→ **TEXT PASSAGE**:
● ● ● ● ● ● ●
RAID Basics
What is RAID?
RAID (Redundant Array of Independent disks; originally Redundant Array of Inexpensive Disks) is a way of storing the same data in different places(redundantly) on multiple disks. By placing data on multiple disks, I/O operations can overlap in a balanced way, improving performance. Since multiple disks increases the mean time between failure (MTBF), storing data redundantly also increases fault-tolerance.
A RAID appears to the operating system to be a single logical hard disk. RAID employs the technique of striping, which involves partitioning each drive’s storage space into units ranging from a sector (512 bytes) up to several megabytes. The stripes of all the disks are interleaved and addressed in order.
To put in simplest form, RAID is set of disks configured in such a way that the operating system sees it as a single disk though in reality, the data is stored across multiple disks.
Why RAID?
As storage needs increase, it sometimes becomes necessary to put additional drives with larger capacities online.
The law of probability dictates that as the number of storage devices increases, so too does the likelihood of a device failure. Therefore, a system with a single hard drive is only 25% as likely to suffer a hardware failure as a system with four drives.
Fortunately, such failures can be handled gracefully, and more importantly without downtime. Redundancy and fault tolerance allow for automatic recovery of data should a device fail.
Basic RAID Levels
The RAID levels discussed are :
- RAID – 0
- RAID –1
- RAID – 2
- RAID – 3
- RAID – 4
- RAID – 5
RAID – 0
Popularly known as Spanned Volume 0r Striped Volume. In this RAID organization, multiple disks are configured as single volume. Even though you have more than one physical hard disk, operating system /application see it as a single disk. When you write a data into this volume, the data is striped across all the disks that constitute the RAID.
● ● ● ● ● ● ●
→ **DATA EXTRACT**:

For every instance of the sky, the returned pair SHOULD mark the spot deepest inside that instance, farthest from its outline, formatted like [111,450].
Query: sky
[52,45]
● ● ● ● ● ● ●
→ **EXERCISE SET**:
1 - Using the RAID passage, explain in one to three sentences why placing data on multiple disks improves performance.
2 - According to the RAID passage, how large can the units that striping divides each drive's storage into be?

→ **CORRECT ANSWERS**:
1 - When data is placed on multiple disks, I/O operations can overlap in a balanced way. That overlap improves performance.

2 - They range from one sector (512 bytes) up to several megabytes.